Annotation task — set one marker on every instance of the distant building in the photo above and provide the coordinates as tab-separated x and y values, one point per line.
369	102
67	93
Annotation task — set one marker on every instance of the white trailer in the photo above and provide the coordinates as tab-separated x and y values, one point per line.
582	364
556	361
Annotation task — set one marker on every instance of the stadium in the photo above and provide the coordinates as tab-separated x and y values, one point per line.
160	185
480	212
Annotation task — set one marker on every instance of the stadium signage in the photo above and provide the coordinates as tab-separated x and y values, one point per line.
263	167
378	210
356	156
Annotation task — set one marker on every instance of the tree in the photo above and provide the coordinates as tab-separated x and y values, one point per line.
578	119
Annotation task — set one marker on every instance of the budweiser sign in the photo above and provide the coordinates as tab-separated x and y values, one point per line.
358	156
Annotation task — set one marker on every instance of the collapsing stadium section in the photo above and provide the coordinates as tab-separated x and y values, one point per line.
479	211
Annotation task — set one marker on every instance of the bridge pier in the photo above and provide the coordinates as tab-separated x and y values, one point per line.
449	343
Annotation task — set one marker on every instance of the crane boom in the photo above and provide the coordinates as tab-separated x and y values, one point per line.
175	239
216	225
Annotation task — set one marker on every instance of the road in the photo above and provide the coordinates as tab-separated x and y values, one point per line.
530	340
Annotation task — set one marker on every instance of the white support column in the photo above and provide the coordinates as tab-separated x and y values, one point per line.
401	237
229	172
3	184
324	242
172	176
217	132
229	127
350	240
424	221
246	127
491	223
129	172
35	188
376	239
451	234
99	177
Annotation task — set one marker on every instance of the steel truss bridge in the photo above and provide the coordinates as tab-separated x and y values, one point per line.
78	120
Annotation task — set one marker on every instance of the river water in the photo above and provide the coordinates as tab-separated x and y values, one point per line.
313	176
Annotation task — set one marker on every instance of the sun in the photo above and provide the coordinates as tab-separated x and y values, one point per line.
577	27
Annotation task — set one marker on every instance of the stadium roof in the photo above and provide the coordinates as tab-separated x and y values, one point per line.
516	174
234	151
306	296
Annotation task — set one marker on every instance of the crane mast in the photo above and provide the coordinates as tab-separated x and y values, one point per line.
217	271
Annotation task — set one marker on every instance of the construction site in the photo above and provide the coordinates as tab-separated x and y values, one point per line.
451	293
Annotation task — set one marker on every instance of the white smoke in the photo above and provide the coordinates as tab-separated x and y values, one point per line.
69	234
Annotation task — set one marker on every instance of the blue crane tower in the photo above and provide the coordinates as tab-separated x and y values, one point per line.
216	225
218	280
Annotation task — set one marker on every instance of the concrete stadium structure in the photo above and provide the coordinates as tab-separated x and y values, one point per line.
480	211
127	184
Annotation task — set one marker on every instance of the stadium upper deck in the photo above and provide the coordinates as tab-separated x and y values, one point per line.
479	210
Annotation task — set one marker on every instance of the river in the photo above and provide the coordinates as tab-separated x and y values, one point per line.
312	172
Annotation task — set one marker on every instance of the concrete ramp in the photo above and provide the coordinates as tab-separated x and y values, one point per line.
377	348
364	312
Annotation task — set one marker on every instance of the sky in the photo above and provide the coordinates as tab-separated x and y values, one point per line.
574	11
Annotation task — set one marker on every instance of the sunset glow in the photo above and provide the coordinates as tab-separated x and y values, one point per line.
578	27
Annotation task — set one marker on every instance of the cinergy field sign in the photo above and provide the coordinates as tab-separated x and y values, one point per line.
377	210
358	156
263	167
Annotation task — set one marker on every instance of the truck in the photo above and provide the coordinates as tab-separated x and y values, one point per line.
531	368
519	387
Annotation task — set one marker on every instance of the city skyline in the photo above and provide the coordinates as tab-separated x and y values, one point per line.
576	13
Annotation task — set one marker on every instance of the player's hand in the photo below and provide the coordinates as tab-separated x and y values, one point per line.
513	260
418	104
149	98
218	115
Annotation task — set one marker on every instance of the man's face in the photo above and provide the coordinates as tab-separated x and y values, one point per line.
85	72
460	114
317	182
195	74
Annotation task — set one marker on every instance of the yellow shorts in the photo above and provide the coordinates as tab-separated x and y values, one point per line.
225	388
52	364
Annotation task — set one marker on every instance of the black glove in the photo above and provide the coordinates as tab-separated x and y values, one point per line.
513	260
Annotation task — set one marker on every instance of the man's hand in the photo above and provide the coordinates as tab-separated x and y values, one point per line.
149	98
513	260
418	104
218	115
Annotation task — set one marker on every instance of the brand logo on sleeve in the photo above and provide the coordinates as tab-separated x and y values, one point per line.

—————

= What the task requires =
Please copy every line of the material exactly.

= Response for this exercise =
Annotation task — set one marker on every instance of the distant building in the photo above and provide the coordinates as tab-separated x and y values, one point per line.
369	102
67	93
Annotation task — set one marker on every instance of the white trailer in the photo above and provide the coordinates as tab-separated x and y values, one point per line.
582	364
556	361
Annotation task — set one marker on every instance of the stadium in the photo above and provide the coordinates as tab-separated x and y values, one point per line.
160	185
480	212
Annotation task — set one marker on every instance of the stadium signage in the photo above and provide the coordinates as tab-separated x and y values, one point per line.
263	167
378	210
356	156
Annotation task — set one marker on every instance of the tree in the photo above and provide the coordinates as tab-separated x and y values, one point per line.
578	119
Annotation task — set one marker on every instance of the budweiser sign in the photo above and provide the coordinates as tab-separated x and y values, one point per line.
358	156
Annotation task — set one marker on every instance of the collapsing stadium section in the photo above and provide the coordinates as tab-separated x and y values, one point per line.
479	211
Annotation task — set one marker on every instance of the bridge pier in the photo above and provide the coordinates as tab-separated x and y values, one point per line.
449	343
Annotation task — set one marker on every instance of the crane boom in the photo above and provide the coordinates as tab-separated x and y values, one point per line.
175	239
216	225
Annotation task — set one marker on every instance of the road in the photo above and provide the coordinates as tab-separated x and y values, one point per line.
530	340
Annotation task — set one marker on every instance of the white support column in the photo above and provide the coordinates as tab-separated x and y values, one point per line.
401	237
229	172
3	184
324	242
172	176
217	132
229	127
350	240
424	221
246	127
491	223
129	172
35	188
376	239
451	234
99	177
Annotation task — set one marker on every instance of the steel truss bridge in the photo above and provide the coordinates as tab-separated x and y values, one point per line.
78	120
Annotation task — set one marker on every instance of the river water in the photo above and provide the coordinates as tab-separated x and y values, one point per line.
313	176
Annotation task — set one marker on every instance of the sun in the photo above and provide the coordinates as tab-separated x and y values, one point per line.
577	27
Annotation task — set one marker on every instance of the stadium roof in the photo above and provide the coordinates as tab-separated x and y values, one point per line.
516	174
234	151
306	296
Annotation task — set one marker on every instance of the crane mast in the photo above and provide the coordinates as tab-separated x and y values, one point per line.
217	271
Annotation task — set one marker on every instance of the construction site in the photo above and provide the coordinates as tab-separated x and y values, one point per line.
451	293
Annotation task — set one marker on every instance of the white smoke in the photo above and provide the coordinates as tab-separated x and y values, one point per line.
69	234
Annotation task — set one marker on every instance of the blue crane tower in the photo above and provide the coordinates as tab-separated x and y values, one point per line.
216	225
218	280
Annotation task — set one marker on every instance of the concrete stadium structure in the photo above and provide the coordinates as tab-separated x and y values, one point per line.
480	211
127	184
Annotation task — set one marker on every instance of the stadium upper deck in the photo above and provide the coordinates as tab-separated x and y values, one point per line.
479	210
Annotation task — set one marker on every instance of the river in the photo above and provide the coordinates as tab-separated x and y values, one point per line.
312	172
Annotation task — set one marker on every instance of the concrete ramp in the photo above and provide the coordinates as tab-separated x and y values, one point per line.
377	348
364	312
Annotation task — set one marker on every instance of the sky in the photo above and provide the coordinates as tab-separated x and y values, one point per line.
574	11
Annotation task — set one marker on every instance of the sunset glow in the photo above and provide the coordinates as tab-separated x and y values, one point per line.
578	27
Annotation task — set one marker on every instance of the cinergy field sign in the photo above and provide the coordinates as tab-separated x and y values, one point per line.
377	210
358	156
263	167
Annotation task — set one marker on every instance of the truck in the photo above and provide the coordinates as tab-separated x and y values, one point per line.
531	368
519	387
Annotation task — set one marker on every instance of the city skyline in the photo above and provide the coordinates as tab-separated x and y values, one point per line.
576	13
Annotation task — set one marker on every instance of the player's hand in the photo below and provide the coordinates as tab-separated x and y values, one point per line.
513	260
418	104
149	98
218	115
Annotation task — set one marker on every instance of the man's face in the photo above and provide the coordinates as tab-separated x and y values, one point per line.
85	72
460	114
317	182
195	74
Annotation task — set one marker on every instance of the yellow shorts in the photo above and provide the coordinates as tab-separated x and y values, one point per line.
225	388
52	364
Annotation task — set one marker on every instance of the black glove in the photo above and provide the coordinates as tab-separated x and y values, one point per line.
513	260
Annotation task — set one marker on every instance of the man's hand in the photo above and provide the coordinates as tab-separated x and y values, one point per line.
149	98
513	260
418	104
218	115
Annotation task — set one marker on every instance of the brand logo on sleeve in the photo above and provide the coordinates as tab-separated x and y values, one point per line.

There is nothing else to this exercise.